(Natural language region descriptions)
* * * * * * *
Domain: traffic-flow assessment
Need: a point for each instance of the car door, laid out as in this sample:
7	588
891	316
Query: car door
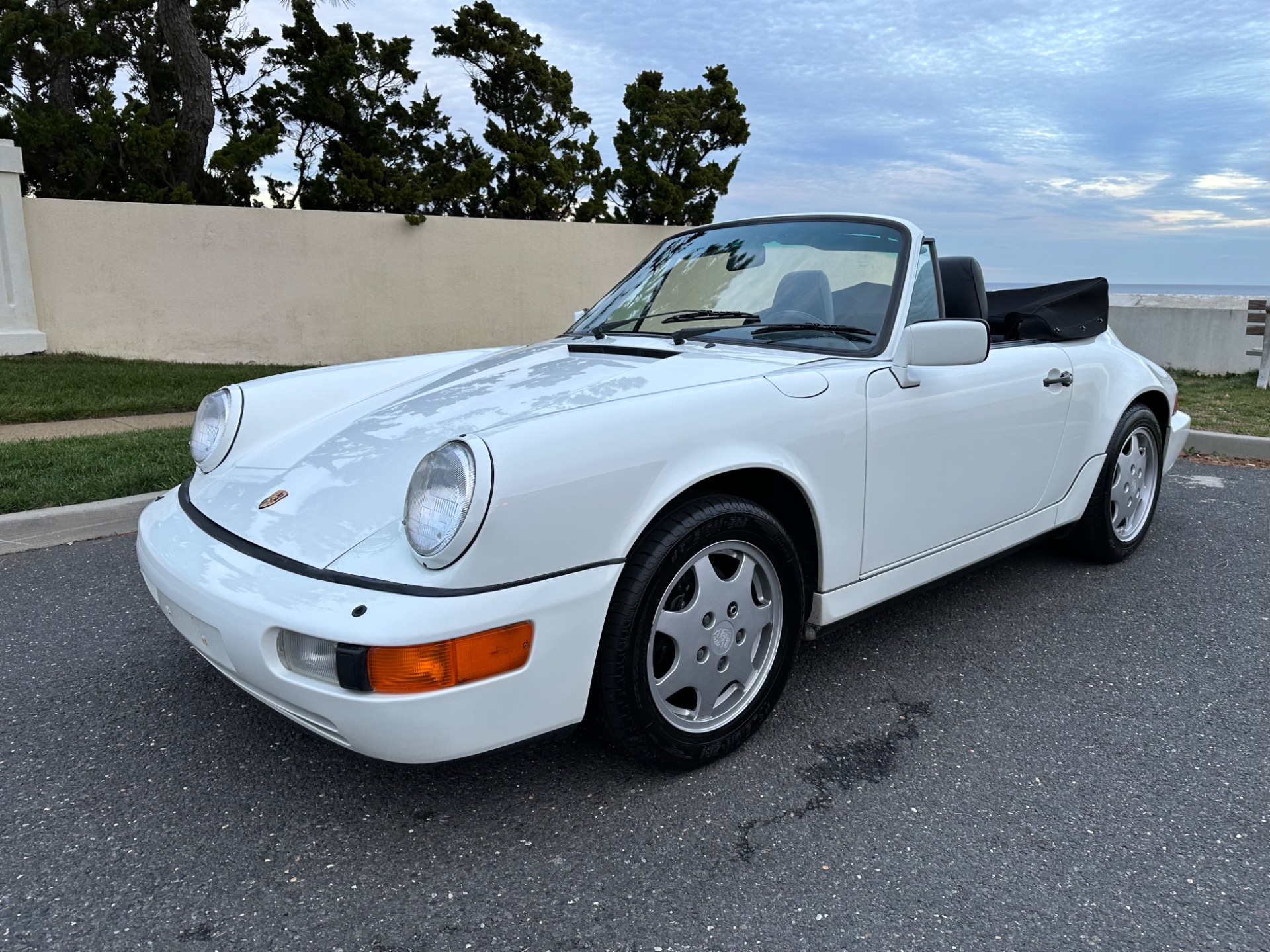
* * * * * * *
* [INSTRUCTIONS TO FOLLOW] Keep every word of the records and none of the pictures when you print them again.

* [WRITTEN ANSWER]
Domain: traffic-flow assessment
Need: a point for each instance of the car door, laid out as in this sample:
7	588
891	316
Query: car door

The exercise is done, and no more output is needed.